─── Extracted entries ───

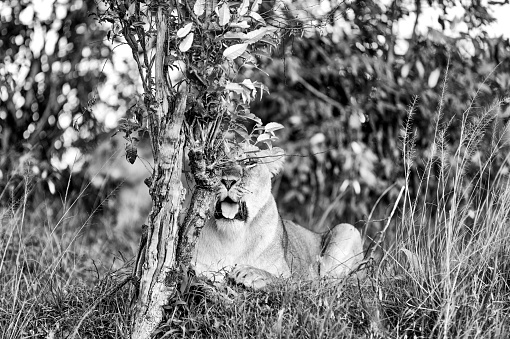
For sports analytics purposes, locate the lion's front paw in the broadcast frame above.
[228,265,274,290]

───
─── Extracted entries ───

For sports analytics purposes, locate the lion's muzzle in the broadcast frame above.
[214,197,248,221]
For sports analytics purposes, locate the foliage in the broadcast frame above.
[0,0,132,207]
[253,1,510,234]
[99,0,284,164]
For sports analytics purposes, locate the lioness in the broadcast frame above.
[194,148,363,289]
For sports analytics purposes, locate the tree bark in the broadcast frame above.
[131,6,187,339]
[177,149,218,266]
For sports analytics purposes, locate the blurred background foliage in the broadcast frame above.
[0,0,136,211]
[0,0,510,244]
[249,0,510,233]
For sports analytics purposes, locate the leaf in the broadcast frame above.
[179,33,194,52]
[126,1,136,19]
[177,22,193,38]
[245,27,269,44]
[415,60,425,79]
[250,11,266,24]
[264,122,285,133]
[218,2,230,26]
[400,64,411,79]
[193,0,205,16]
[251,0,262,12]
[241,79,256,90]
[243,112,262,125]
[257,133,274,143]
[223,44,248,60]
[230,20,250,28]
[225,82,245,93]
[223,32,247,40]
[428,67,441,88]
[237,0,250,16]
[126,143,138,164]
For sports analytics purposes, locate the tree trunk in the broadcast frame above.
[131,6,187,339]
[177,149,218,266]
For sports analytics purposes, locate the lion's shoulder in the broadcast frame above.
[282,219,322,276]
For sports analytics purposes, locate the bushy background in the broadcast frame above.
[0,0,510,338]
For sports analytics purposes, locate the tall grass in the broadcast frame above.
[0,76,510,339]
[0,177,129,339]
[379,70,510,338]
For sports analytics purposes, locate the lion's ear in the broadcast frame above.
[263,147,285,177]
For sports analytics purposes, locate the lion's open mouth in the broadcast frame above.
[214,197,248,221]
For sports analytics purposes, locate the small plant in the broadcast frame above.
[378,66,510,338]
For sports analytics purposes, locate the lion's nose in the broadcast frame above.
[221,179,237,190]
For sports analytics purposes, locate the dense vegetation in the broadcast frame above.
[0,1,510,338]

───
─── Extracted entries ───

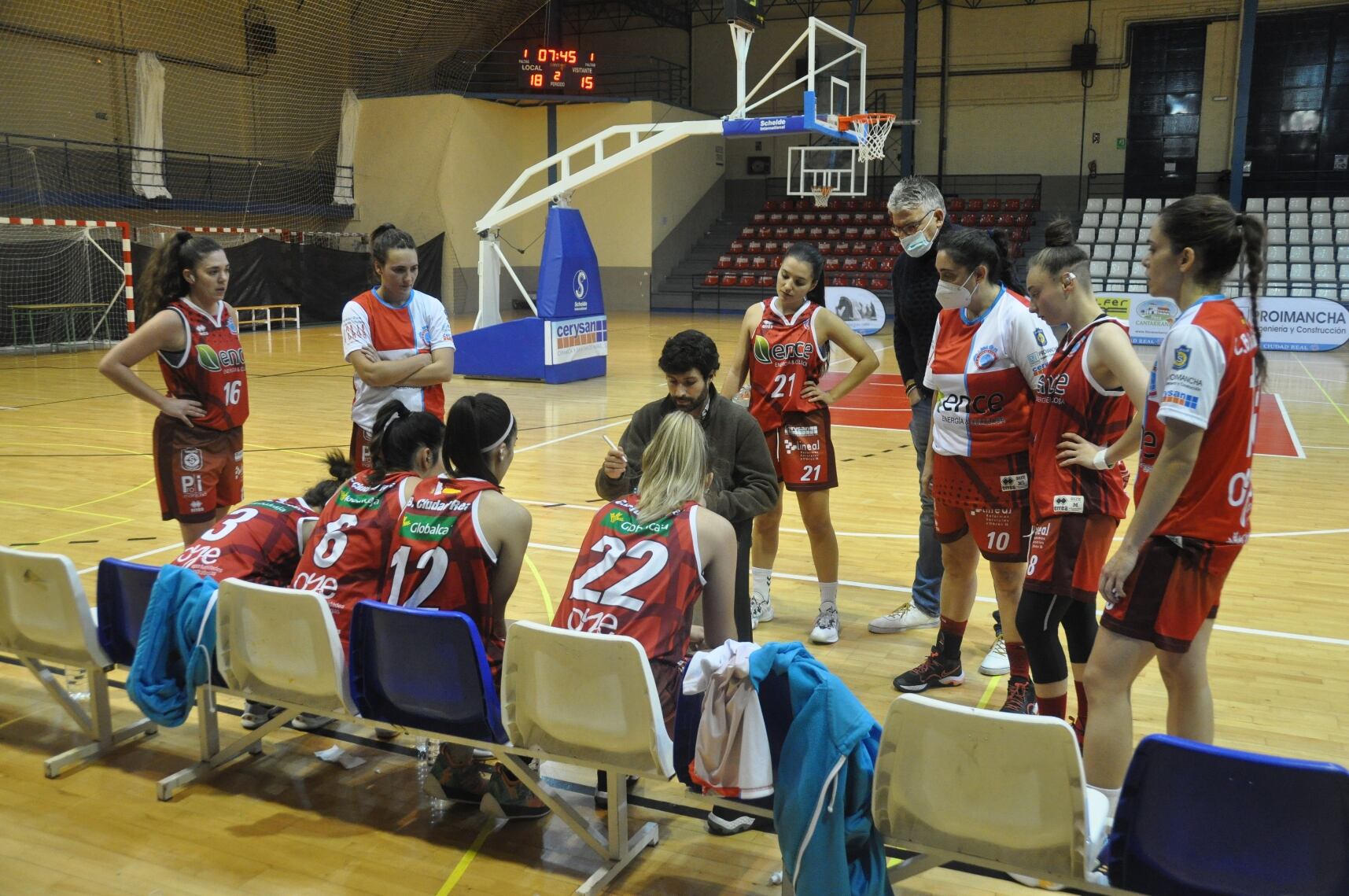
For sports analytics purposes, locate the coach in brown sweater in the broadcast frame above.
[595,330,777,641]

───

● **Requirements**
Please lay out the records from the line containing "For sports analytics purposes, locate the coach" through the line containing "[595,330,777,641]", inclusive, as a JSON list of strings with one string per line and no blank lines.

● **Result for this task**
[
  "For sports analytics purposes, locate the coach in brown sweater in the broadcast frame above.",
  "[595,330,777,641]"
]